**Task directions**
The line containing "Where can the palm tree trunk" and every line after it, through the last line of the records, are to be transcribed exactly, and nothing else.

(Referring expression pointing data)
◆ ◆ ◆ ◆ ◆ ◆ ◆

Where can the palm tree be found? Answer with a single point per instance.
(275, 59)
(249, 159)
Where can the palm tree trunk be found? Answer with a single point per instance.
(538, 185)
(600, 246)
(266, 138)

◆ ◆ ◆ ◆ ◆ ◆ ◆

**Exercise result**
Where can the palm tree trunk be found? Answer with a single point per instance.
(538, 185)
(600, 246)
(266, 138)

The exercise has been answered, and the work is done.